(Stored data entries)
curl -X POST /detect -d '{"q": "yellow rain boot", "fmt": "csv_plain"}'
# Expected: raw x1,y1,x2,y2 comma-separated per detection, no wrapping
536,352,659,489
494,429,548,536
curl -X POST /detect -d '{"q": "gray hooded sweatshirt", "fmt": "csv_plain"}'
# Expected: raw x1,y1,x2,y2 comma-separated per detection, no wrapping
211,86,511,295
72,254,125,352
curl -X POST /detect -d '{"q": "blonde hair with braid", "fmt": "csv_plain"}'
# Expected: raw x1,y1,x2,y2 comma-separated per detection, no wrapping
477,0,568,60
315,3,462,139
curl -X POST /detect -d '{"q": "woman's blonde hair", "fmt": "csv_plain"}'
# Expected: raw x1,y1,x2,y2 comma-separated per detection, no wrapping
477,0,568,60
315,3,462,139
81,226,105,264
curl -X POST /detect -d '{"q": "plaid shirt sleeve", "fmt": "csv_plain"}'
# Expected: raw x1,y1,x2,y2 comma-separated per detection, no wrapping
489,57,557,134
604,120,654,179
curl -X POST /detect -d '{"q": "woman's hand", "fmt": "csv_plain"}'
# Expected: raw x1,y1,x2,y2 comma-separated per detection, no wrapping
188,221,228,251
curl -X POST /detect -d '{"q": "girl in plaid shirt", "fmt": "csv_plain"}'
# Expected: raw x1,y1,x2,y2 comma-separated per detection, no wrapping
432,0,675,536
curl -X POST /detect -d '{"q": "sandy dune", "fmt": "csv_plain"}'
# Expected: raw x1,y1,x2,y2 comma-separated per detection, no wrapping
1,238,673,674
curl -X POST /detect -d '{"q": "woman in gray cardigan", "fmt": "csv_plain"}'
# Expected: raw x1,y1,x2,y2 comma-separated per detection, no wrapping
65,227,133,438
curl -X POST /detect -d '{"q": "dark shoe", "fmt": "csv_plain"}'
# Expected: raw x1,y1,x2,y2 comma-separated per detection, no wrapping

» **ACTION ITEM**: Every entry needs to be copied again, word for word.

» **TASK ANSWER**:
curl -X POST /detect -d '{"q": "yellow rain boot", "fmt": "csv_plain"}'
# Expected: raw x1,y1,x2,y2 comma-separated per detection, no wrapping
536,352,659,489
494,429,548,536
curl -X POST /detect -d '{"q": "gray hooded sweatshirt", "fmt": "csv_plain"}'
# Expected: raw x1,y1,x2,y2 comma-separated per detection, no wrapping
211,86,511,295
72,254,125,352
curl -X POST /detect -d '{"q": "blonde hair with braid", "fmt": "csv_plain"}'
# Expected: raw x1,y1,x2,y2 comma-separated per detection, no wrapping
477,0,568,60
315,3,462,139
curl -X POST /detect -d '{"q": "woman's blonde hair", "fmt": "csv_plain"}'
# Expected: raw x1,y1,x2,y2 comma-separated per detection, no wrapping
477,0,568,60
315,3,462,139
81,226,105,264
curl -X POST /detect -d '{"q": "plaid shirt sleeve", "fmt": "csv_plain"}'
# Expected: raw x1,y1,x2,y2 comma-separated per detection, no wrapping
489,57,557,134
604,120,654,179
curl -X POST /detect -d '{"q": "woman's hand", "fmt": "csv_plain"}'
# Expected: raw x1,y1,x2,y2 comma-separated per detection, no wrapping
188,221,228,251
curl -X POST /detect -d '{"q": "girl in plaid shirt", "fmt": "csv_plain"}'
# Expected: raw x1,y1,x2,y2 comma-separated per detection, no wrapping
432,0,675,536
curl -X POST /detect -d '{"q": "sandy dune", "fmt": "csv_plain"}'
# Expected: raw x1,y1,x2,y2 comma-separated per detection, no wrapping
1,238,673,674
curl -X POST /detect -d '{"q": "woman in gray cardigan", "fmt": "csv_plain"}'
# Expected: raw x1,y1,x2,y2 comma-separated per detection, no wrapping
65,227,133,438
curl -X POST /detect -d '{"q": "dark shoe", "fmt": "csv_plain"}'
# Expected: raw x1,y1,x2,y2 comma-separated per detection, no wrapping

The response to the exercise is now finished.